> _PROBLÈMES ET TÂCHES_:
a) Dans l'extrait sur Schönberg, réécrivez le passage commençant par "Arnold Schönberg meurt" et allant jusqu'à "ses préoccupations religieuses.", en remplaçant "Los Angeles" par "Hollywood".
b) D'après l'extrait sur Schönberg, en quelle année paraît Structural Functions of Harmony ?

> _EXTRAIT DU TEXTE_:
• • • • • • •

Au cours de cette dernière partie de sa vie, assombrie, sur la fin, par la maladie, Schönberg ne se consacre pas seulement à la pédagogie, encore qu’il publie en 1942 Models for Beginners in Composition et, qu’en 1954 paraisse Structural Functions of Harmony. Le concerto pour violon op. 36 (1936), le quatrième quatuor op. 37 (1936), le Kol Nidre, op. 39 (1938), le concerto pour piano op. 42 (1942), le trio à cordes op. 45 (1946), les Psaumes modernes (1950) marquent ces années au cours desquelles Schönberg compose deux œuvres « engagées » : l’Ode à Napoléon (1942), d’après un texte satirique de Byron, et Un survivant de Varsovie (1947), « épisode héroïque de la lutte des juifs polonais contre leurs exterminateurs ».

Arnold Schönberg meurt à Los Angeles le 13 juillet 1951, laissant inachevés, outre Moïse et Aaron et l’Échelle de Jacob, les Psaumes modernes, dont il avait écrit lui-même les textes, reflets de ses préoccupations religieuses.

• • • • • • •

Entrées de données enregistrées

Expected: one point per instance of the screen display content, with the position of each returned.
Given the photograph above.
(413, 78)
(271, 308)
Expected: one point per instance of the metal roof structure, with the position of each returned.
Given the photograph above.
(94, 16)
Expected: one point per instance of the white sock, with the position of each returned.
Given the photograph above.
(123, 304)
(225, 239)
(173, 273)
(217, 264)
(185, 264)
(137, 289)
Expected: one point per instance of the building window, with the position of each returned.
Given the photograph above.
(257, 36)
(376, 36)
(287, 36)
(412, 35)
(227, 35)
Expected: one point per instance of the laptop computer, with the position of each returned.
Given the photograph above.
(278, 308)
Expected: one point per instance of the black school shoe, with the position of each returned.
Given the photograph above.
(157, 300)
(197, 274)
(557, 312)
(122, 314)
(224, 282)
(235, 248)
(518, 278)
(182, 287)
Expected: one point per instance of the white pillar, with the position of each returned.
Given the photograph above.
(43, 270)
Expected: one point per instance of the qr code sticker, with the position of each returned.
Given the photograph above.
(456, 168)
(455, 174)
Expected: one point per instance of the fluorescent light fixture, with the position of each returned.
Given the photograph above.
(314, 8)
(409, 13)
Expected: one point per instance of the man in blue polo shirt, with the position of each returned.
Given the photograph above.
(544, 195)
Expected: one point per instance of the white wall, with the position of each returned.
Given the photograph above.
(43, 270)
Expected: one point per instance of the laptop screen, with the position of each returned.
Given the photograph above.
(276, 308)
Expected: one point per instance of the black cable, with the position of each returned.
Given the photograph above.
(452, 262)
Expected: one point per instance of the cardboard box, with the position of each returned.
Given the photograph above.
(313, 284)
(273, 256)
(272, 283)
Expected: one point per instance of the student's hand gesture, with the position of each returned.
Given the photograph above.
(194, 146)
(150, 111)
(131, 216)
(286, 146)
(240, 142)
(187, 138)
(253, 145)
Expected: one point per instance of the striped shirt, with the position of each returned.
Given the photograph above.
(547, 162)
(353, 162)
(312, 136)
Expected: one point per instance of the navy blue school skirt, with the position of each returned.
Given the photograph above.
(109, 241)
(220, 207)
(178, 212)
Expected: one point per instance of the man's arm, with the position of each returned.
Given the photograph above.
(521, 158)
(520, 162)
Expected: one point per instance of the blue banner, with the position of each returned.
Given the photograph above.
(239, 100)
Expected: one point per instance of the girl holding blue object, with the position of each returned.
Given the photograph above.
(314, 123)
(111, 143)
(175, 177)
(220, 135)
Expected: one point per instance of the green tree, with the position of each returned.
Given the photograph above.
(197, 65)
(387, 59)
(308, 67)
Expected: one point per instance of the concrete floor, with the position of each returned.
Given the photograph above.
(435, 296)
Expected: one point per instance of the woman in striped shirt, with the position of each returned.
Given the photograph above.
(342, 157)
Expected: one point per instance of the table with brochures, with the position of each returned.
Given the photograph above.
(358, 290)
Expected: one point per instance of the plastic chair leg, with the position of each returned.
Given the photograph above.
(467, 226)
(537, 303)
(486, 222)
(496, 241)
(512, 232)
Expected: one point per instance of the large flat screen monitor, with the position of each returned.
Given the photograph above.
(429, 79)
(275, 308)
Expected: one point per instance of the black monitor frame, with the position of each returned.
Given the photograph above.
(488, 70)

• • • • • • •

> _RÉSULTATS ATTENDUS_:
a)
Arnold Schönberg meurt à Hollywood le 13 juillet 1951, laissant inachevés, outre Moïse et Aaron et l’Échelle de Jacob, les Psaumes modernes, dont il avait écrit lui-même les textes, reflets de ses préoccupations religieuses.

b) En 1954.